### Entries ###
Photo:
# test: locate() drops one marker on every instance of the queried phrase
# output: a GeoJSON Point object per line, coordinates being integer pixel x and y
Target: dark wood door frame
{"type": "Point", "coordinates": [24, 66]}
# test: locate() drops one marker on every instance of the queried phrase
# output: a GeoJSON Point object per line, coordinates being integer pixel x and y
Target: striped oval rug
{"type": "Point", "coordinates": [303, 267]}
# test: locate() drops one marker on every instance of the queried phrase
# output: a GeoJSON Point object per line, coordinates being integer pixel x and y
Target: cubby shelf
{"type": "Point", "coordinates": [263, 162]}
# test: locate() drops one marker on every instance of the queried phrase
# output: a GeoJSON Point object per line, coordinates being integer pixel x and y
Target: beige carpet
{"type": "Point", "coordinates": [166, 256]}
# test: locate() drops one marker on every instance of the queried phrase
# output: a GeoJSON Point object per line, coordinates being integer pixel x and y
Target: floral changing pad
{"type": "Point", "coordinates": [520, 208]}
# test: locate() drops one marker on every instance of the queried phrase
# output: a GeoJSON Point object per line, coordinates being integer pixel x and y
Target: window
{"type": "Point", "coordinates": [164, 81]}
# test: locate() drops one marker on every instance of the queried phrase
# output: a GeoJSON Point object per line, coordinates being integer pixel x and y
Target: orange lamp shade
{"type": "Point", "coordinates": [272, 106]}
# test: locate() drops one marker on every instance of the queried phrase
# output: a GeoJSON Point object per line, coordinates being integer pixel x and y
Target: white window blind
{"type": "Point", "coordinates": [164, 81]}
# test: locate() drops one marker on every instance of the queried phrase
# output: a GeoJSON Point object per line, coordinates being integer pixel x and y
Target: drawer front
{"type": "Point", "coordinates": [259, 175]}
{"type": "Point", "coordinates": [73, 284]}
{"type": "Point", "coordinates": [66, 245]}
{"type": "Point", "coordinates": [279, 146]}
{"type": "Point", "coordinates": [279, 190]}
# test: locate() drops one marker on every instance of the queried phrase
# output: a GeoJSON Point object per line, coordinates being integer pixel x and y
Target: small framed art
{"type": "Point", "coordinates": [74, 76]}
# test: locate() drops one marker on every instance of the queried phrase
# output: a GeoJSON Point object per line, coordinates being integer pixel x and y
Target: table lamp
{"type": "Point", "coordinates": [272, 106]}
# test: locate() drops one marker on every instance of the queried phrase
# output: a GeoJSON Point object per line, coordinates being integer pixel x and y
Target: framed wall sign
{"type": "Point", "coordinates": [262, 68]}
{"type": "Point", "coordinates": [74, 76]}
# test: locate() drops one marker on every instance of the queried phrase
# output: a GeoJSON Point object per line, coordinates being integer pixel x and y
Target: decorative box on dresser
###
* _Task to carry out_:
Find every row above that contains the string "window" and copy each of those rows. Case counts.

* _Expected output_:
Target: window
Target: white window blind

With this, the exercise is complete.